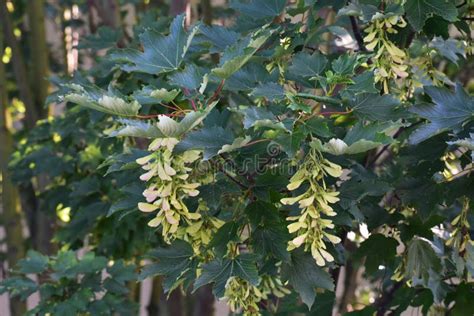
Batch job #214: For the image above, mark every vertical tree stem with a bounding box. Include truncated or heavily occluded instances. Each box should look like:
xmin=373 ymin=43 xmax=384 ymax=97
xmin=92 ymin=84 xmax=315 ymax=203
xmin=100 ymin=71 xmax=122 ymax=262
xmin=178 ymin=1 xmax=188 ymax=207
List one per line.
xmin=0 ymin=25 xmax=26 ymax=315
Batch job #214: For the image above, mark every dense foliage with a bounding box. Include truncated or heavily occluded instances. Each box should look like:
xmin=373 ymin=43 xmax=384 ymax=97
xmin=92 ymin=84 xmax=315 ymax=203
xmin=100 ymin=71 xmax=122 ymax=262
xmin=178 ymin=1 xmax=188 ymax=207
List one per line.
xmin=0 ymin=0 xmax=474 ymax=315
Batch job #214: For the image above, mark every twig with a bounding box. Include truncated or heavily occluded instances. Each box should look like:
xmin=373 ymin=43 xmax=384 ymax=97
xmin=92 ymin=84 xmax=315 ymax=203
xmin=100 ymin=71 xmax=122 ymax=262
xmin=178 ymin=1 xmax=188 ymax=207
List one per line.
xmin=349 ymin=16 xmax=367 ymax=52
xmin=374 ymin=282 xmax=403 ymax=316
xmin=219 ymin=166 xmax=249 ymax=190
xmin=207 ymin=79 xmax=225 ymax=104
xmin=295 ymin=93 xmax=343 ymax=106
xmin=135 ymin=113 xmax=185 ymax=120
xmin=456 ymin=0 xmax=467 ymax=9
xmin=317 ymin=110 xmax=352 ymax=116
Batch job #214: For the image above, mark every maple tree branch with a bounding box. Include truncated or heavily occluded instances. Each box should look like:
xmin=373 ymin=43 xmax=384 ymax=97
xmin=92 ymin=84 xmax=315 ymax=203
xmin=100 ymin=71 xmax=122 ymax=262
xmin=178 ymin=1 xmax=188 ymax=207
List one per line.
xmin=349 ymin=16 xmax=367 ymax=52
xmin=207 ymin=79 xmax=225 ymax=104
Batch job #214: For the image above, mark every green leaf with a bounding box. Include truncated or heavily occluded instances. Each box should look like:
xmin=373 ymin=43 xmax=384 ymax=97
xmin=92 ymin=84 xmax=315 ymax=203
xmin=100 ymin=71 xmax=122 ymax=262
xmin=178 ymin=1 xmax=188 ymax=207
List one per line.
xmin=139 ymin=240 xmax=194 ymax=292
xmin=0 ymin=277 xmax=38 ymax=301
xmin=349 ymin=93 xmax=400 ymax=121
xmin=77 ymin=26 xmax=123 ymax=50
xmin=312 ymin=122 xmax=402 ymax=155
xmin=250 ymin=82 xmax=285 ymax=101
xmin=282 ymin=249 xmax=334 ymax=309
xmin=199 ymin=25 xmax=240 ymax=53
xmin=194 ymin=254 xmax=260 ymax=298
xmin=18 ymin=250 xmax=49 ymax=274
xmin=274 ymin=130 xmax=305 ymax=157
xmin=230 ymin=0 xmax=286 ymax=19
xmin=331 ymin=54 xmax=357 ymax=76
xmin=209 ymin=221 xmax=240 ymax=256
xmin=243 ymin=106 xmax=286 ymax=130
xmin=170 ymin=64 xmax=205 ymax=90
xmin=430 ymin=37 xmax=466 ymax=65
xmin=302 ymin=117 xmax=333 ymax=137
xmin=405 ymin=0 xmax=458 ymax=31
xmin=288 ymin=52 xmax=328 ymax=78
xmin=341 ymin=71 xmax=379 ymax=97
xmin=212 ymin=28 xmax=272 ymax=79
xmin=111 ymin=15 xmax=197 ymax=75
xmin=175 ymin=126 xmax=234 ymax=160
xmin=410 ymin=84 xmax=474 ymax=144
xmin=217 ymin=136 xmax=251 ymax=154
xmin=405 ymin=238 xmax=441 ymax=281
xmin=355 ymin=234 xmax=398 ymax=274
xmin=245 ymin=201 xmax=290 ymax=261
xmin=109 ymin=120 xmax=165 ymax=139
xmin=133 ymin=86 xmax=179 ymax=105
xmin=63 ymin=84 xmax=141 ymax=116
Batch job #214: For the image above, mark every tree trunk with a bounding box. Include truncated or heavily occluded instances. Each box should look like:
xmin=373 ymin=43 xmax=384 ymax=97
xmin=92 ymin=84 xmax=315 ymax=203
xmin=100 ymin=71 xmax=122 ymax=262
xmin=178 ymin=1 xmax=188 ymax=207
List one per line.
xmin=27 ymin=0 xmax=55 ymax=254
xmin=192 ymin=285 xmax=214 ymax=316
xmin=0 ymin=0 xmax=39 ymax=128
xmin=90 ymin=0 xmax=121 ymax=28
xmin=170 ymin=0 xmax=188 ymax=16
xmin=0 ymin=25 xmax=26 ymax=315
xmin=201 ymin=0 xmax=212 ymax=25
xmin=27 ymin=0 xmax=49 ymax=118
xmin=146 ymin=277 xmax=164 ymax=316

Exercise goal ->
Please copy the records above word for word, leaving out the pictures.

Answer in full ->
Batch job #214: For the image above, mark every vertical tree stem with a bounding box. Include truncated or heavily occluded instances. Each box should look like:
xmin=373 ymin=43 xmax=384 ymax=97
xmin=92 ymin=84 xmax=315 ymax=203
xmin=100 ymin=71 xmax=122 ymax=262
xmin=178 ymin=1 xmax=188 ymax=207
List one per line.
xmin=0 ymin=25 xmax=26 ymax=315
Batch job #214: For the image above, mark every dense foliage with a bounding box. Include truncated or heavily occluded instances. Each box should look like:
xmin=373 ymin=43 xmax=384 ymax=97
xmin=92 ymin=84 xmax=315 ymax=203
xmin=100 ymin=71 xmax=122 ymax=262
xmin=178 ymin=1 xmax=188 ymax=207
List one per line.
xmin=0 ymin=0 xmax=474 ymax=315
Batch job #214: For the image above, mark every twig with a bounding box. Include truncated or heavily occluded instances. Each box should look like:
xmin=373 ymin=43 xmax=384 ymax=97
xmin=92 ymin=84 xmax=315 ymax=203
xmin=100 ymin=71 xmax=122 ymax=262
xmin=178 ymin=1 xmax=188 ymax=207
List one per line.
xmin=349 ymin=16 xmax=367 ymax=52
xmin=374 ymin=282 xmax=403 ymax=316
xmin=219 ymin=166 xmax=249 ymax=190
xmin=207 ymin=79 xmax=225 ymax=104
xmin=295 ymin=93 xmax=343 ymax=106
xmin=135 ymin=113 xmax=185 ymax=120
xmin=456 ymin=0 xmax=467 ymax=9
xmin=317 ymin=110 xmax=352 ymax=116
Batch job #214: For the image above, mark every maple tree branch with a bounding box. Include truncated or heavily occluded instances. Each box should look like:
xmin=373 ymin=43 xmax=384 ymax=97
xmin=92 ymin=84 xmax=315 ymax=203
xmin=100 ymin=71 xmax=122 ymax=262
xmin=178 ymin=1 xmax=188 ymax=207
List one per line.
xmin=349 ymin=16 xmax=367 ymax=52
xmin=207 ymin=79 xmax=225 ymax=104
Batch job #214: For the image above, mark every green leaf with a bounding box. Include truncated or heavily occluded instances. Each box should look like:
xmin=373 ymin=43 xmax=384 ymax=97
xmin=92 ymin=84 xmax=315 ymax=203
xmin=100 ymin=71 xmax=122 ymax=262
xmin=178 ymin=1 xmax=188 ymax=207
List one per line.
xmin=139 ymin=240 xmax=194 ymax=292
xmin=0 ymin=277 xmax=38 ymax=301
xmin=349 ymin=93 xmax=400 ymax=121
xmin=77 ymin=26 xmax=123 ymax=50
xmin=312 ymin=122 xmax=402 ymax=155
xmin=250 ymin=82 xmax=285 ymax=101
xmin=282 ymin=249 xmax=334 ymax=309
xmin=199 ymin=25 xmax=240 ymax=53
xmin=194 ymin=254 xmax=260 ymax=298
xmin=18 ymin=250 xmax=49 ymax=274
xmin=274 ymin=130 xmax=305 ymax=157
xmin=230 ymin=0 xmax=286 ymax=19
xmin=331 ymin=54 xmax=357 ymax=76
xmin=209 ymin=221 xmax=240 ymax=256
xmin=243 ymin=106 xmax=286 ymax=130
xmin=170 ymin=64 xmax=205 ymax=90
xmin=430 ymin=37 xmax=466 ymax=65
xmin=302 ymin=117 xmax=333 ymax=137
xmin=405 ymin=0 xmax=458 ymax=31
xmin=288 ymin=52 xmax=328 ymax=78
xmin=341 ymin=71 xmax=379 ymax=97
xmin=212 ymin=28 xmax=272 ymax=79
xmin=111 ymin=15 xmax=197 ymax=75
xmin=175 ymin=126 xmax=234 ymax=160
xmin=410 ymin=84 xmax=474 ymax=144
xmin=217 ymin=136 xmax=251 ymax=154
xmin=405 ymin=238 xmax=441 ymax=281
xmin=355 ymin=234 xmax=398 ymax=274
xmin=245 ymin=201 xmax=290 ymax=261
xmin=109 ymin=120 xmax=165 ymax=139
xmin=133 ymin=86 xmax=179 ymax=105
xmin=63 ymin=84 xmax=141 ymax=116
Batch job #214: For the image above, mark every tree trunk with a bounding box. Include truncated or heavily occluded instances. Each box should look like:
xmin=373 ymin=43 xmax=384 ymax=97
xmin=92 ymin=84 xmax=315 ymax=203
xmin=100 ymin=71 xmax=122 ymax=262
xmin=178 ymin=1 xmax=188 ymax=207
List one per line.
xmin=27 ymin=0 xmax=55 ymax=254
xmin=192 ymin=285 xmax=214 ymax=316
xmin=0 ymin=0 xmax=39 ymax=128
xmin=90 ymin=0 xmax=121 ymax=28
xmin=170 ymin=0 xmax=188 ymax=16
xmin=0 ymin=25 xmax=26 ymax=315
xmin=201 ymin=0 xmax=212 ymax=25
xmin=27 ymin=0 xmax=49 ymax=118
xmin=146 ymin=277 xmax=164 ymax=316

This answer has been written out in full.